_About this task:_ Images are to be dropped; everything else in the entries below must be copied exactly.
"""
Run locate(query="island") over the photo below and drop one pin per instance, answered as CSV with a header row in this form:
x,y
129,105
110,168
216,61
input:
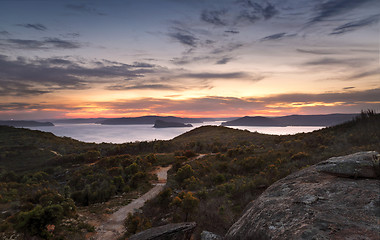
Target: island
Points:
x,y
164,124
21,123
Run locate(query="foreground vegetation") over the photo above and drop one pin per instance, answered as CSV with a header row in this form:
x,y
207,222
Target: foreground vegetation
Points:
x,y
44,178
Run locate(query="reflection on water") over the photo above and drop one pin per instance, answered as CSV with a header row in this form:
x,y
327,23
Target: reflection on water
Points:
x,y
130,133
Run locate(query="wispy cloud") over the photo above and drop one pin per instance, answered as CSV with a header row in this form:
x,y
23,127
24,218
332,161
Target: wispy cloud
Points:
x,y
38,76
277,36
36,26
253,11
232,31
317,51
204,75
375,72
214,17
333,62
83,8
224,60
183,36
47,43
334,8
354,25
144,87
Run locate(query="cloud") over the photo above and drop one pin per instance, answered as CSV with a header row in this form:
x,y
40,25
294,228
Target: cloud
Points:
x,y
224,60
184,37
354,25
47,43
4,33
353,63
346,101
38,76
348,88
253,11
83,8
144,87
281,104
228,48
232,31
205,75
364,74
277,36
334,8
36,26
214,17
371,95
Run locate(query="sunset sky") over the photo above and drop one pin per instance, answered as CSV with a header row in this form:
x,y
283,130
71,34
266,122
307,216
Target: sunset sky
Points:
x,y
193,58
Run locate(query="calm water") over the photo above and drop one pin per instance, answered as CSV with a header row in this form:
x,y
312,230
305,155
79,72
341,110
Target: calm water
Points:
x,y
130,133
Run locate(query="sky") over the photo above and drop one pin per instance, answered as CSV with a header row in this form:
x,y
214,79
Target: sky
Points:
x,y
198,58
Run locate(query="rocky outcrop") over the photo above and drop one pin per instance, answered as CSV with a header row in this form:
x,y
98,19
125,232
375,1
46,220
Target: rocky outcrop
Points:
x,y
362,165
206,235
174,231
336,199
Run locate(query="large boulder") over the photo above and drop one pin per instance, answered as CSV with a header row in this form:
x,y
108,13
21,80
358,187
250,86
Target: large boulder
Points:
x,y
174,231
362,164
317,203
"""
_Response area:_
Run locate(query="island") over the photo below and drop one pin per instance, answered as CSV with a header row in this form:
x,y
129,105
110,168
216,61
input:
Target: island
Points:
x,y
164,124
21,123
Run locate(query="foreground vegetation") over the photo above and drop one pin per instance, answered as CSV with a header row in this form:
x,y
207,222
Target: foreground vegetation
Points:
x,y
44,178
Run locate(query="reflection on water") over the photo above and drop one pin per instance, answered as CSV with a header row in this form:
x,y
327,23
Target: reflection on water
Points:
x,y
130,133
Run locate(query="wispy cloud") over the photo above and drop one pin per instance, answered as CSV with a header row in this form:
x,y
23,127
24,218
332,161
Target: wispy cloud
Points:
x,y
38,76
277,36
36,26
253,11
232,31
317,51
204,75
375,72
214,17
333,62
83,8
224,60
183,36
47,43
334,8
354,25
144,87
Run locate(query="cloud") over the photo above and drop one pin per instance, answered as CSV with a header row in this form:
x,y
40,25
294,228
Target: cloud
Points:
x,y
224,60
184,37
354,25
47,43
4,33
353,63
346,101
38,76
348,88
253,11
83,8
144,87
281,104
228,48
232,31
205,75
364,74
277,36
334,8
36,26
214,17
371,95
Run locate(query="sunset sky") over the photo above and drop one pin per instance, answered as CSV with a header row in this form:
x,y
283,130
71,34
266,122
307,216
Target: sunset sky
Points:
x,y
193,58
Run locate(query="calm water") over the photo above and drop one pin per instance, answered as CSV with a header row in this form:
x,y
312,230
305,155
79,72
341,110
Target: calm water
Points:
x,y
130,133
Run locate(query="sky") over the photo above and drop one pin per instance, answered as CSV with a header row in this form:
x,y
214,79
Target: sky
Points:
x,y
198,58
Run locate(query="rocky outcrop") over the photo above and drop one pin per instance, answered as CSV with a header row in this form:
x,y
98,19
125,232
375,1
46,220
Target: rocky outcrop
Points:
x,y
362,165
206,235
174,231
336,199
Run locate(query="large boulder") over the photo above and drop one pin per instance, answered as CSV with a header row in this form:
x,y
108,13
21,80
358,187
250,86
Target: large boulder
Points:
x,y
174,231
362,164
317,203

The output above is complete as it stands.